## Exercício 1
De acordo com o texto sobre a fome no Brasil, quantos brasileiros passavam fome em 1993?
## Exercício 2
Transforme em lista o parágrafo do texto sobre a fome no Brasil que começa com "A fome, no entanto, explode". Mantenha os dados principais.

## Texto para análise
****************
A inflação, adicionada a outros fatores, como o crescimento do desemprego e da informalidade, fez a fome voltar a ser um temor ou uma realidade para milhões de brasileiros. Uma pesquisa divulgada na quarta-feira (8), realizada pela Rede Penssan (Rede Brasileira de Pesquisa em Soberania e Segurança Alimentar e Nutricional) e pelo Instituto Vox Populi, revela que 33 milhões de brasileiros passam fome atualmente.
Essa quantidade é superior à de 30 anos atrás, mais precisamente 1993, quando o país tinha 32 milhões de famélicos e era lançada a campanha Ação da Cidadania contra a Fome, do sociólogo Herbert de Souza, o Betinho.
Segundo o atual diretor-executivo da Ação da Cidadania, Kiko Afonso, o país regrediu 30 anos na luta contra a fome, mas o fenômeno , apesar do alcance que tem hoje, já não causa tanta comoção na sociedade.
“O sentimento de indignação da sociedade brasileira hoje diante da fome de 33 milhões de brasileiros está muito aquém da indignação de 1993, diante da fome de 32 milhões. Estamos inertes como sociedade”, disse à Folha de S. Paulo.
O levantamento da Rede Penssan, da qual a Ação da Cidadania também faz parte, aponta, ainda, que 6 em cada 10 brasileiros convivem com algum tipo de insegurança alimentar. São 125,5 milhões de pessoas que não têm certeza se terão alimento suficiente no mês.
Por que os brasileiros estão passando fome?
O aumento da fome e da insegurança alimentar não vem de agora. A tendência se inicia em 2013, com a crise econômica e o desmonte de políticas públicas voltadas para mitigação do problema.
Exemplos desse desmonte são a redução no orçamento do Pnae (Programa Nacional de Alimentação Escolar), que financia a merenda das escolas, e a extinção do Conselho de Segurança Alimentar e Nutricional (Consea), no governo Bolsonaro.
A fome, no entanto, explode com o início da pandemia e o retorno da inflação alta. Em 2018, ela atingia 5,8% dos brasileiros. O percentual saltou para 9% em 2020, primeiro ano da pandemia, e para 15,5% em 2022, segundo a Rede Penssan.
A má alocação de recursos públicos durante a crise sanitária contribuiu para esse aumento, já que boa parte dos que entraram na situação de fome não conseguiram acesso, por exemplo, ao auxílio emergencial.
Nos últimos meses, apesar de uma recuperação dos efeitos da pandemia, que se reflete em leve redução do desemprego, a população brasileira continua sofrendo com a informalidade, a queda no nível dos salários e a inflação.
O aumento de preços pesa especialmente sobre os mais pobres, já que itens como alimentos, energia elétrica, gás de cozinha, aluguel e combustíveis, que ocupam a maior parte do orçamento das famílias de baixa renda, estão entre os que ficaram mais caros.
****************
## Dados extraídos
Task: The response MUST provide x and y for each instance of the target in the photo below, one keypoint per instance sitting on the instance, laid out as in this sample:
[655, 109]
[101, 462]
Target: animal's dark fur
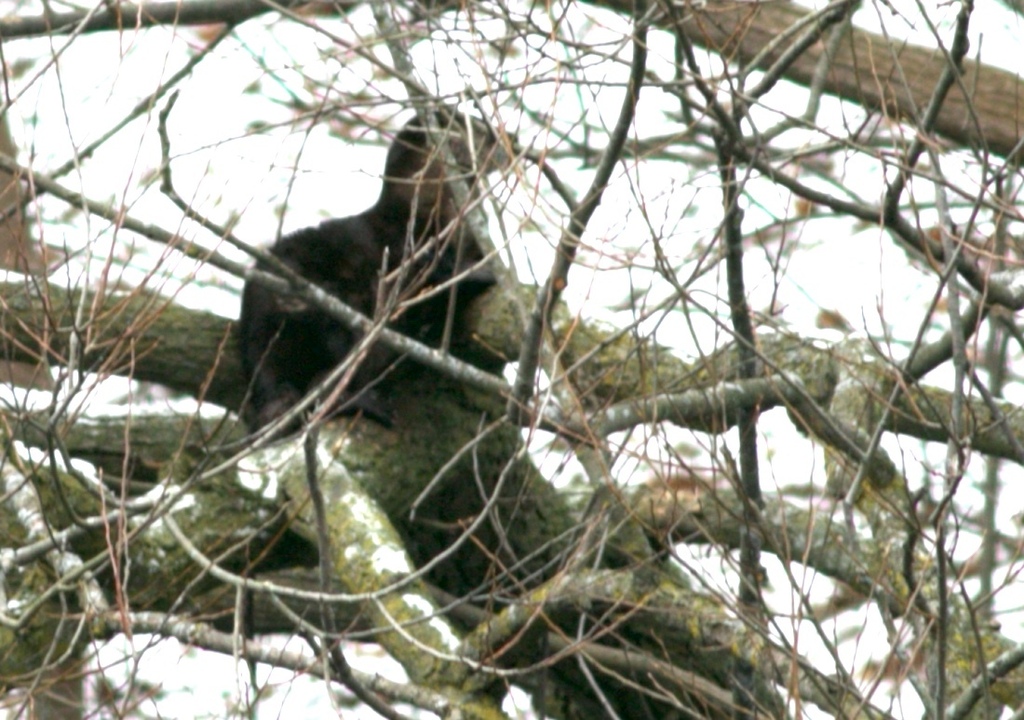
****************
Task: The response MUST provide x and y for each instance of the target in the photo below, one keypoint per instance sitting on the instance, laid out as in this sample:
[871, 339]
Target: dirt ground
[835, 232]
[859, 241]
****************
## Resposta 1
32 milhões.

## Resposta 2
- A fome explode com o início da pandemia e o retorno da inflação alta.
- 2018: atingia 5,8% dos brasileiros.
- 2020, primeiro ano da pandemia: 9%.
- 2022: 15,5%, segundo a Rede Penssan.